# Set tasks
1 – List every road in the post whose name ends in "Rd".
2 – Please repeat the post word for word, between "Oli had been" and "was literally gleaming.", inclusive.

# Selection
►

Saturday, August 23, 2008

First Scratch outing (from the vorb files)

Today was my first start in Scratch for the season. After last week, it seemed like the right place to be though.

I woke up with a sore throat, surely nothing to do with the beers last night, but a strange resurgence of my cold. I was thirsty as all hell, so probably due mainly to dehydration. I woke at about 9, and was out of the house by 10, starting the day with the customary peanut butter and red plum jam toast and a HUGE cup of tea. Rather than ride to the race this week, I was in the car, and hooked up with my Mum and Dad in town for a bit, before picking up the bike from my office.

Oli had been more than a little disgusted last Friday when I took it in for a gear tune, and I left it with him this Monday. When I picked it up on Friday, things that I'd been accustomed to seeing in a shade of black were this weird silvery colour: chain, cassette, etc etc. The bike was literally gleaming.

I got to registration nice and early, and decided to do a lap of the course, backwards. It was a beautiful calm day, and I rolled around the top of the peninsula in baggie shorts and t-shirt. After climbing Awa Rd the wrong way, and riding up Darlington Rd, I felt my rear wheel moving around strangely, and realised I had a puncture - of a brand new tube nonetheless. Luckily, I had a tyre lever, pump, and spare. It was a little nervewracking pumping the tyre up as I couldn't find anything stuck in the tyre. I always much prefer to find a big chunk of glass to remove. Anyway, it held pressure back to the start line, and beyond. Thanks to Perry for loaning me a spare tube for the race! We joked that he'd slipped his timing chip in there!

Safety margins were off the menu today, so first across the line was going to win. This was a new course, and the first lap was a little confused at times. An uncharacteristically slow roll out was due to traffic, and then a couple of riders went straight through the roundabout at Miramar North Rd instead of left. The bunch, in gentlemanly fashion, eased off a bit to let them back on.

The roads around the top of the peninsula were tight, but uneventful, though the first climb up Awa Rd hurt a lot. It was short, but I really struggled to find the right gear, and I seem to be reluctant to do much riding out of the saddle. At the bottom of the hill on the other side, I was gapped , and so my Mum and Aunty got to cheer for me while I desperately tried to get back on. That lap, and the next one, and the one after that. I'm not sure what went wrong each time, but I think I'm not riding aggressively enough through and out of the corners. Luckily, the road around Karaka Bay was pretty narrow, and things slowed off a bit.

On the second lap through there, we got stuck behind a woman who didn't really know what to do with us. Eventually she slowed and pulled over, and the bunch made its was safely past.

We'd passed a few solo riders before the start of the third lap, but it wasn't until the top of the first pinch climb at Miramar North that we saw a large bunch ahead. We passed them on the second half of Awa Rd after being impeded by a bus on the flat section before. I got stuck on the wrong side of the bunch, but managed to find away through the middle and out the side, and was able to keep touch to the top, before getting gapped for the third time on the descent. I worked damn hard to get back on, and was told afterwards by a Break 2 starter that there was absolutely no point me wiggling my elbow at him! :D

We were now a bunch consisting of Scratch, Break, and some Break 2 riders. Coming through Shelly Bay, some guys I didn't recognise have things a little rark up. When we made our way through the cutting, and started the Maupuia climb, we were confronted by a huge bunch, presumably the remnants Breaks 3 and 4, and Limit. While I'd felt shitty on Awa Rd, my legs seemed OK on the bottom climb, though I had to work pretty hard to get back onto the fastest group (leading is a bit of a stretch here as there were riders everywhere) before the descent and flat section leading to the final climb. Again, I was able to mash away when the road tilted up again, and slowly but surely picked off riders.

◄

# Listed records
►

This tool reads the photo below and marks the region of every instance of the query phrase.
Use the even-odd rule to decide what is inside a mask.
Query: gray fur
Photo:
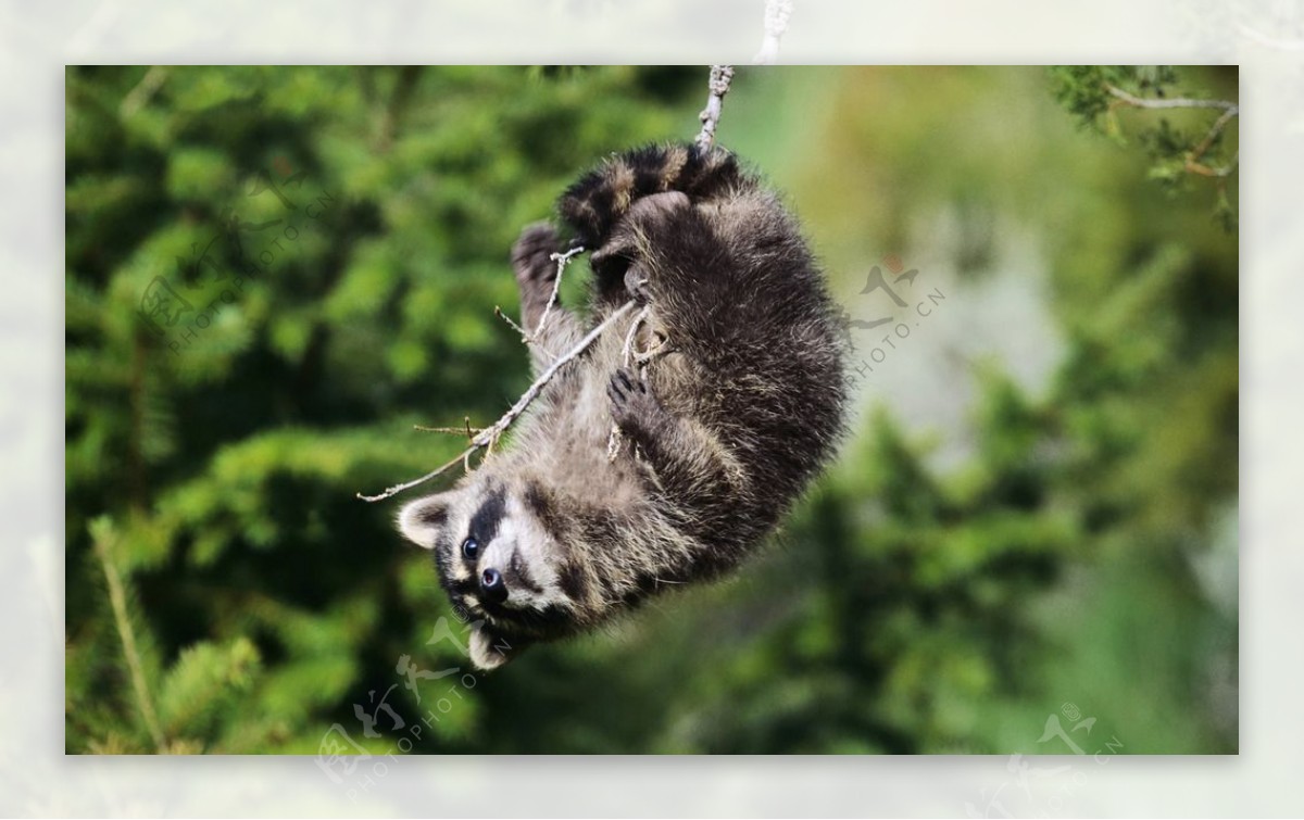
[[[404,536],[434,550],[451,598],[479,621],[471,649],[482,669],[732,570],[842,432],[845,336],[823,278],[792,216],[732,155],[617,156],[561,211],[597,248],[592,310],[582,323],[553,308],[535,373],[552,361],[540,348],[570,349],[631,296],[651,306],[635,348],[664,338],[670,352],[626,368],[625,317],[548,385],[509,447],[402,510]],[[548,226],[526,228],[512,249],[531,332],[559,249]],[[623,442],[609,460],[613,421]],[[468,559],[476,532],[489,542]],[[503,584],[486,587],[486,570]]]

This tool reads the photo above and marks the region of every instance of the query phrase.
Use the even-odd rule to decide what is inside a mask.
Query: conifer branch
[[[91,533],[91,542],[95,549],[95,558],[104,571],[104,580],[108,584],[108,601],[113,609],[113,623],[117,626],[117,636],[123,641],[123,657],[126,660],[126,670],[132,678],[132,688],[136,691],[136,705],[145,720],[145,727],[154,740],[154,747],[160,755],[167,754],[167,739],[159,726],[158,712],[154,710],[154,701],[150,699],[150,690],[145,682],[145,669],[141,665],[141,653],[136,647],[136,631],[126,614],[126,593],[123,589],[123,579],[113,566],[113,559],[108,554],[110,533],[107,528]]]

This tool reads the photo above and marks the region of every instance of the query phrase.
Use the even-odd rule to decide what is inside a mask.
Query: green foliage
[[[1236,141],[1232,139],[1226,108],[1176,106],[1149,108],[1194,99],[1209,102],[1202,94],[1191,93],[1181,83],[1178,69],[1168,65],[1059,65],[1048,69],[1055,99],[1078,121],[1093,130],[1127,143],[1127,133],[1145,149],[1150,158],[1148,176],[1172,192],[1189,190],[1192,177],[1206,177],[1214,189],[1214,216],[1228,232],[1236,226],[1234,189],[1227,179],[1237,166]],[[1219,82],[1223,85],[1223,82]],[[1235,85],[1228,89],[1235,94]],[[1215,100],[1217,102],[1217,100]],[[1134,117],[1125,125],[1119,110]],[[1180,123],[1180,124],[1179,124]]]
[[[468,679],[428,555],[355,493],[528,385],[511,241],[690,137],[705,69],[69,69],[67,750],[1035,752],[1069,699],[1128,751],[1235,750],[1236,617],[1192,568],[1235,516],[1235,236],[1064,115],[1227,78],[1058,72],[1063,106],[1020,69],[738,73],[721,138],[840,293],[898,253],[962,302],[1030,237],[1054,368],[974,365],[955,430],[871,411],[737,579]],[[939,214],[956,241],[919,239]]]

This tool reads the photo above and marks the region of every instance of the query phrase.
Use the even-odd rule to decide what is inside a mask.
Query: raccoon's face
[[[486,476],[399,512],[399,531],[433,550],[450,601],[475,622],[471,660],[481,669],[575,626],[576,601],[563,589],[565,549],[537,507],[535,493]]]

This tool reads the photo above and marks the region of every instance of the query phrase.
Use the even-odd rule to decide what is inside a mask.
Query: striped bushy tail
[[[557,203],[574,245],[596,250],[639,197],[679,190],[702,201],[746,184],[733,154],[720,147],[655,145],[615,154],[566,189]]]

◄
►

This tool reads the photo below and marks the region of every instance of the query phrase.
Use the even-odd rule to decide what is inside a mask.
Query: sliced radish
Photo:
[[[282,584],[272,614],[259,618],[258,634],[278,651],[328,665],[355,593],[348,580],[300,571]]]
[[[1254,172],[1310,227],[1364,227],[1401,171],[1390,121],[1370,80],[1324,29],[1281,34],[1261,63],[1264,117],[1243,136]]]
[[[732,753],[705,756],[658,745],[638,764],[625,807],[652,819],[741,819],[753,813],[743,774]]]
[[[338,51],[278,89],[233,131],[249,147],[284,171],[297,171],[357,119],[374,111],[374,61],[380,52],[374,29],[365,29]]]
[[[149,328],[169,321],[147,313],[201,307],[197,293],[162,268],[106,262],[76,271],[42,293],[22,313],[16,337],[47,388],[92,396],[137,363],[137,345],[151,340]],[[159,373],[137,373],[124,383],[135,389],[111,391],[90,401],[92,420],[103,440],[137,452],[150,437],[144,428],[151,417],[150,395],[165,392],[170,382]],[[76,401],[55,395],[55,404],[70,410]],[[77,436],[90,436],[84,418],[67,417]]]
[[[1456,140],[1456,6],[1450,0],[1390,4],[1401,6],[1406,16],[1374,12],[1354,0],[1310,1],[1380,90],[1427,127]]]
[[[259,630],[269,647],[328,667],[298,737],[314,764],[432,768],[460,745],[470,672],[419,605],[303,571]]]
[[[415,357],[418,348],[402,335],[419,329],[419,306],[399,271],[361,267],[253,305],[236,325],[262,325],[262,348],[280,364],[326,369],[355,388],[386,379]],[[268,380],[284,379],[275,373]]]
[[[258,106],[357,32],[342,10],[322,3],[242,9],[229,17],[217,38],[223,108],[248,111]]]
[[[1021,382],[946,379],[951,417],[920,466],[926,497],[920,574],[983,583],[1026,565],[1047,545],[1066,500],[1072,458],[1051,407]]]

◄

# Problem solutions
1 – Awa Rd, Darlington Rd, Miramar North Rd

2 –
Oli had been more than a little disgusted last Friday when I took it in for a gear tune, and I left it with him this Monday. When I picked it up on Friday, things that I'd been accustomed to seeing in a shade of black were this weird silvery colour: chain, cassette, etc etc. The bike was literally gleaming.